**** Data extract
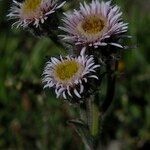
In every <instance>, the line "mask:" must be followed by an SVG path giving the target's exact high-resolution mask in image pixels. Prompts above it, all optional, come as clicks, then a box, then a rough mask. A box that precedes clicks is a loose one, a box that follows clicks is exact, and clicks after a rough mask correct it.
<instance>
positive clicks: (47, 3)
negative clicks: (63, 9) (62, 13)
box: [7, 0, 65, 27]
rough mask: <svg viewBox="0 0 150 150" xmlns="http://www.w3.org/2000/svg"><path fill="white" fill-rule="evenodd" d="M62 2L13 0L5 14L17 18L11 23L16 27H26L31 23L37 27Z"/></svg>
mask: <svg viewBox="0 0 150 150" xmlns="http://www.w3.org/2000/svg"><path fill="white" fill-rule="evenodd" d="M64 3H65V2H63V3H61V4H60V5H58V4H57V2H56V0H25V1H24V2H22V3H20V2H17V1H15V0H13V6H12V7H11V9H10V13H9V14H8V15H7V16H8V17H10V19H16V20H17V21H16V22H15V23H14V24H13V25H17V27H19V26H22V27H27V26H28V25H29V24H31V23H32V24H33V25H34V26H36V27H38V26H39V23H44V21H45V20H46V19H47V18H48V16H49V15H50V14H52V13H54V12H55V10H56V9H59V8H60V7H62V6H63V5H64Z"/></svg>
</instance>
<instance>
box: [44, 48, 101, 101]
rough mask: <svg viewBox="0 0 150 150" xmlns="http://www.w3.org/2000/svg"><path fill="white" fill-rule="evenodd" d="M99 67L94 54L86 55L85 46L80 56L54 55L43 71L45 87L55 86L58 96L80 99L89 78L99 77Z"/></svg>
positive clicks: (52, 86)
mask: <svg viewBox="0 0 150 150" xmlns="http://www.w3.org/2000/svg"><path fill="white" fill-rule="evenodd" d="M98 67H100V65H96V64H95V62H94V58H93V56H92V55H91V56H88V55H85V48H83V49H82V51H81V53H80V55H79V56H78V57H73V56H66V57H64V58H62V56H60V58H55V57H52V58H51V59H50V61H48V62H47V64H46V67H45V69H44V72H43V80H42V81H43V83H44V84H45V86H44V88H47V87H48V88H54V89H55V93H56V95H57V98H58V97H62V98H64V99H67V98H68V96H69V97H70V98H72V97H77V98H79V99H80V98H82V96H81V95H82V93H84V85H85V84H86V83H87V82H88V79H90V78H95V79H98V77H97V76H96V68H98Z"/></svg>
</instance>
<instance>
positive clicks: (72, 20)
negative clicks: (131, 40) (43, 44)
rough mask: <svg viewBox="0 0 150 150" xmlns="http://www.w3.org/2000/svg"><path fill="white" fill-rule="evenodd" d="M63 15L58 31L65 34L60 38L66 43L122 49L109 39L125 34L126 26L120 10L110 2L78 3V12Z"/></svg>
mask: <svg viewBox="0 0 150 150" xmlns="http://www.w3.org/2000/svg"><path fill="white" fill-rule="evenodd" d="M64 15H65V17H64V19H63V22H64V26H63V27H60V29H62V30H63V31H65V32H66V34H65V35H61V36H62V37H63V39H64V40H66V41H67V42H70V43H74V44H76V45H82V46H94V47H95V48H97V47H98V46H106V45H107V44H111V45H114V46H118V47H122V46H121V45H120V44H118V43H114V42H111V41H110V40H109V39H111V38H112V37H113V36H116V35H118V34H122V33H125V32H126V31H127V28H128V26H127V23H124V22H123V21H122V12H120V8H119V7H118V6H111V2H110V1H108V2H103V1H102V2H99V1H98V0H92V2H91V3H90V4H87V3H86V2H84V4H81V3H80V9H79V10H74V12H69V13H64Z"/></svg>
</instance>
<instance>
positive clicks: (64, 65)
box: [55, 60, 80, 81]
mask: <svg viewBox="0 0 150 150" xmlns="http://www.w3.org/2000/svg"><path fill="white" fill-rule="evenodd" d="M79 67H80V66H79V64H78V63H77V62H76V61H75V60H66V61H64V62H63V63H61V64H58V65H57V66H56V69H55V75H56V77H57V78H58V79H59V80H61V81H67V80H69V79H71V78H73V77H74V75H75V74H76V73H77V72H78V71H79Z"/></svg>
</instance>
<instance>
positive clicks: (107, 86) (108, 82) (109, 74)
mask: <svg viewBox="0 0 150 150" xmlns="http://www.w3.org/2000/svg"><path fill="white" fill-rule="evenodd" d="M117 69H118V61H116V62H115V68H114V70H112V68H111V64H110V63H108V64H107V66H106V70H107V91H106V98H105V101H104V103H103V104H102V114H104V113H105V112H106V111H107V110H108V108H109V107H110V105H111V103H112V101H113V98H114V93H115V85H116V71H117Z"/></svg>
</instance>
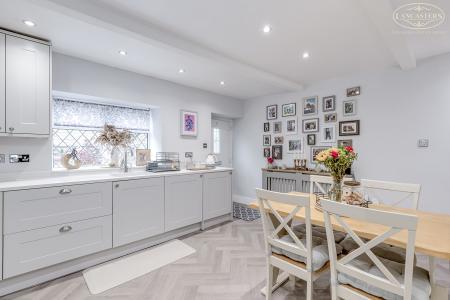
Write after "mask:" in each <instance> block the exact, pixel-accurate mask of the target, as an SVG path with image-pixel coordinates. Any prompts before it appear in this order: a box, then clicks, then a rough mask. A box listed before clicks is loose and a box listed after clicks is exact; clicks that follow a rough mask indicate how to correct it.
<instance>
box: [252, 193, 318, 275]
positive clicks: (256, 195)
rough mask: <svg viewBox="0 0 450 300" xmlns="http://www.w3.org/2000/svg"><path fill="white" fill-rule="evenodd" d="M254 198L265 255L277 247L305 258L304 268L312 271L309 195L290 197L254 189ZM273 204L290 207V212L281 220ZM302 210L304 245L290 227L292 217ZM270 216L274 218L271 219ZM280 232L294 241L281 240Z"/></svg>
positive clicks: (280, 217) (291, 196)
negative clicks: (304, 234) (303, 229)
mask: <svg viewBox="0 0 450 300" xmlns="http://www.w3.org/2000/svg"><path fill="white" fill-rule="evenodd" d="M256 196H257V197H258V204H259V209H260V212H261V217H262V222H263V229H264V237H265V240H266V250H267V253H268V254H269V255H270V254H271V253H272V247H277V248H281V249H283V250H285V251H288V252H290V253H293V254H297V255H300V256H303V257H306V261H307V263H306V267H307V269H308V270H312V232H311V210H310V200H309V194H304V195H292V194H285V193H278V192H272V191H268V190H262V189H256ZM274 203H281V204H288V205H292V211H291V212H290V213H289V214H288V215H287V216H286V217H284V218H283V217H282V216H281V215H280V214H279V213H278V212H277V211H276V210H275V209H274V208H273V206H272V204H274ZM302 208H304V209H305V225H306V243H303V242H302V241H301V240H300V239H299V238H298V237H297V236H296V235H295V234H294V232H293V230H292V228H291V226H290V223H292V220H293V217H294V216H295V215H296V214H297V212H298V211H299V210H300V209H302ZM271 215H272V216H273V217H274V218H272V217H271ZM291 225H292V224H291ZM282 230H285V231H286V232H287V234H288V235H289V236H290V237H291V238H292V240H293V241H294V242H293V243H289V242H287V241H284V240H281V236H280V232H282ZM305 244H306V245H305Z"/></svg>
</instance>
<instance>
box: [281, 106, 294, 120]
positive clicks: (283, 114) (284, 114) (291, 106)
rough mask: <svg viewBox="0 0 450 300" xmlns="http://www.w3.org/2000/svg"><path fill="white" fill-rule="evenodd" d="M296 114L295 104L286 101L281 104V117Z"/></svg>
mask: <svg viewBox="0 0 450 300" xmlns="http://www.w3.org/2000/svg"><path fill="white" fill-rule="evenodd" d="M296 114H297V104H296V103H288V104H283V105H282V106H281V116H283V117H293V116H295V115H296Z"/></svg>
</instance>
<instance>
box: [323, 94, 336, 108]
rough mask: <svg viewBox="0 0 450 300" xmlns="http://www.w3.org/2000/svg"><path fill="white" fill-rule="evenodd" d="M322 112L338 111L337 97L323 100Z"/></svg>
mask: <svg viewBox="0 0 450 300" xmlns="http://www.w3.org/2000/svg"><path fill="white" fill-rule="evenodd" d="M322 110H323V111H324V112H327V111H335V110H336V96H335V95H333V96H327V97H323V98H322Z"/></svg>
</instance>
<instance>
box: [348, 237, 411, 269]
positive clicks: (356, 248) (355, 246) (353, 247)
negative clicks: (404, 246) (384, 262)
mask: <svg viewBox="0 0 450 300" xmlns="http://www.w3.org/2000/svg"><path fill="white" fill-rule="evenodd" d="M363 240H364V239H363ZM364 241H366V240H364ZM339 244H340V245H341V246H342V248H343V249H344V250H343V251H344V253H349V252H352V251H353V250H355V249H357V248H359V246H358V244H357V243H356V242H355V241H354V240H353V238H352V237H351V236H349V235H346V237H345V238H344V239H343V240H342V241H341V242H340V243H339ZM372 252H373V253H374V254H375V255H376V256H379V257H382V258H386V259H388V260H391V261H395V262H398V263H401V264H404V263H405V260H406V250H405V249H402V248H399V247H394V246H391V245H388V244H384V243H382V244H379V245H377V246H375V247H373V248H372Z"/></svg>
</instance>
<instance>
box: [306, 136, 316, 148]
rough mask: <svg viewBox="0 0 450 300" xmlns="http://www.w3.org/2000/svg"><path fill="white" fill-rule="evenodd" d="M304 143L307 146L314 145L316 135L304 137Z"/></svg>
mask: <svg viewBox="0 0 450 300" xmlns="http://www.w3.org/2000/svg"><path fill="white" fill-rule="evenodd" d="M306 141H307V144H308V145H309V146H314V145H315V144H316V135H315V134H314V133H312V134H308V135H307V136H306Z"/></svg>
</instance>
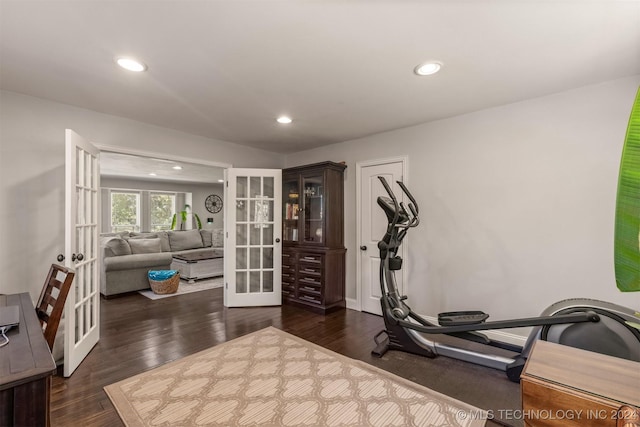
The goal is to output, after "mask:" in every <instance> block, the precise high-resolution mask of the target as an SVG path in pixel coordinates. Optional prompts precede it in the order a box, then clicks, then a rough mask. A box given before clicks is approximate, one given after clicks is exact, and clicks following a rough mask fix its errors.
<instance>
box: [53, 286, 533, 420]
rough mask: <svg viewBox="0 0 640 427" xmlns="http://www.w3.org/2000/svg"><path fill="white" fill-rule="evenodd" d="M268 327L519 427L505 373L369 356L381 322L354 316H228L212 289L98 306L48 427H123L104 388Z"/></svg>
mask: <svg viewBox="0 0 640 427" xmlns="http://www.w3.org/2000/svg"><path fill="white" fill-rule="evenodd" d="M267 326H274V327H276V328H278V329H281V330H284V331H286V332H289V333H291V334H293V335H296V336H298V337H301V338H303V339H305V340H307V341H311V342H313V343H316V344H318V345H321V346H323V347H326V348H328V349H330V350H333V351H336V352H338V353H341V354H343V355H345V356H348V357H351V358H354V359H359V360H363V361H365V362H367V363H370V364H372V365H375V366H378V367H379V368H382V369H385V370H387V371H390V372H393V373H395V374H397V375H399V376H402V377H405V378H408V379H410V380H412V381H415V382H417V383H420V384H422V385H424V386H427V387H429V388H431V389H432V390H436V391H439V392H441V393H444V394H446V395H448V396H452V397H454V398H457V399H459V400H462V401H464V402H467V403H470V404H472V405H475V406H478V407H480V408H483V409H488V410H491V411H492V413H493V414H494V415H495V416H496V417H497V418H503V420H502V421H498V422H499V423H500V424H506V425H515V426H519V425H521V422H520V421H519V420H511V419H508V418H507V419H505V417H501V414H502V412H503V411H504V412H505V413H510V412H508V411H511V410H516V409H519V408H520V398H519V386H518V385H517V384H514V383H511V382H510V381H508V380H507V379H506V376H505V375H504V373H502V372H498V371H494V370H492V369H487V368H482V367H479V366H475V365H471V364H468V363H464V362H459V361H455V360H451V359H446V358H443V357H440V358H437V359H427V358H424V357H420V356H415V355H411V354H406V353H402V352H398V351H390V352H388V353H387V354H386V355H385V356H384V357H382V358H375V357H373V356H371V350H372V349H373V347H374V343H373V336H374V335H375V334H376V333H378V332H379V331H380V330H381V329H382V327H383V321H382V318H380V317H378V316H374V315H371V314H367V313H360V312H357V311H353V310H341V311H338V312H335V313H332V314H329V315H327V316H322V315H317V314H313V313H310V312H307V311H305V310H302V309H298V308H294V307H290V306H282V307H263V308H232V309H227V308H224V307H223V304H222V289H213V290H210V291H203V292H197V293H192V294H186V295H180V296H175V297H171V298H166V299H161V300H155V301H154V300H150V299H147V298H145V297H143V296H141V295H139V294H137V293H135V294H130V295H125V296H122V297H119V298H114V299H109V300H102V303H101V327H102V328H101V337H100V341H99V343H98V344H97V345H96V347H95V348H94V349H93V350H92V351H91V353H90V354H89V356H88V357H87V358H86V359H85V361H84V362H83V363H82V364H81V365H80V367H79V368H78V369H77V370H76V372H75V373H74V374H73V375H72V376H71V377H70V378H66V379H65V378H62V377H60V376H56V377H54V379H53V385H52V397H51V419H52V426H54V427H57V426H92V427H93V426H105V427H106V426H109V427H112V426H122V425H123V424H122V422H121V421H120V418H119V417H118V415H117V413H116V411H115V409H114V407H113V405H112V404H111V401H110V400H109V398H108V397H107V395H106V394H105V392H104V390H103V387H104V386H106V385H109V384H112V383H114V382H117V381H120V380H123V379H125V378H128V377H130V376H132V375H135V374H138V373H141V372H144V371H147V370H149V369H152V368H154V367H157V366H160V365H163V364H165V363H167V362H170V361H172V360H176V359H179V358H181V357H184V356H187V355H190V354H193V353H196V352H198V351H201V350H204V349H206V348H209V347H211V346H214V345H217V344H220V343H222V342H225V341H228V340H231V339H233V338H236V337H239V336H242V335H245V334H247V333H249V332H253V331H256V330H259V329H262V328H265V327H267ZM488 425H495V424H494V423H493V422H489V423H488Z"/></svg>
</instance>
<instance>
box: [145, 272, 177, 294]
mask: <svg viewBox="0 0 640 427" xmlns="http://www.w3.org/2000/svg"><path fill="white" fill-rule="evenodd" d="M179 284H180V273H176V274H175V275H174V276H173V277H171V278H169V279H167V280H153V279H149V286H151V290H152V291H153V292H154V293H156V294H159V295H164V294H175V293H176V292H177V291H178V285H179Z"/></svg>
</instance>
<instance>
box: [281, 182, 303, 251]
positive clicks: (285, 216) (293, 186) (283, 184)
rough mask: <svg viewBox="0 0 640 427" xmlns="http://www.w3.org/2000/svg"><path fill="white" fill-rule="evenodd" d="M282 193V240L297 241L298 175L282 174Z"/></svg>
mask: <svg viewBox="0 0 640 427" xmlns="http://www.w3.org/2000/svg"><path fill="white" fill-rule="evenodd" d="M282 178H283V183H282V188H283V193H282V199H283V201H284V203H283V204H282V206H283V212H282V225H283V227H282V237H283V240H288V241H290V242H297V241H298V238H299V236H298V233H299V231H298V230H299V228H298V223H299V219H298V218H299V216H300V202H301V201H300V188H299V187H298V176H297V175H296V176H294V177H290V178H289V177H285V176H283V177H282Z"/></svg>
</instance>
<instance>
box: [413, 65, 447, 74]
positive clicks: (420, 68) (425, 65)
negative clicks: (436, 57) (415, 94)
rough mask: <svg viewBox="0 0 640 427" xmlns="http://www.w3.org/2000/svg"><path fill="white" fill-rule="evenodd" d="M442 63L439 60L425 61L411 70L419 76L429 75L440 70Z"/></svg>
mask: <svg viewBox="0 0 640 427" xmlns="http://www.w3.org/2000/svg"><path fill="white" fill-rule="evenodd" d="M440 68H442V64H441V63H439V62H425V63H424V64H420V65H418V66H417V67H416V68H414V69H413V72H414V73H416V74H417V75H419V76H430V75H431V74H435V73H437V72H438V71H440Z"/></svg>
********
Return every line from the entries above that contains the string "target". Case counts.

Answer space:
In every <instance>, the line "mask:" must be followed by an SVG path giving the target's exact high-resolution mask in image pixels. Prompts above it, all optional, come as clicks, then a box, then a rough mask. A box that precedes clicks is a loose one, a box that follows clicks is exact, and clicks after a rough mask correct it.
Write after "mask:" in each <instance> block the exact, pixel-accurate mask of the target, as an SVG path with image-pixel coordinates. Any prompts before it appear in this order: a box, then clicks, then a rough mask. A box listed before clicks is loose and a box listed after clicks is exact; clicks that follow a rough mask indicate how to correct it.
The goal is to output, after "mask:" in every <instance> block, the precise high-resolution mask of the target as an SVG path in pixel coordinates. Optional prompts precede it in the order a box, then clicks, then a rough mask. A box given before clicks is approximate, one given after clicks is exact, and clicks following a rough mask fix its errors.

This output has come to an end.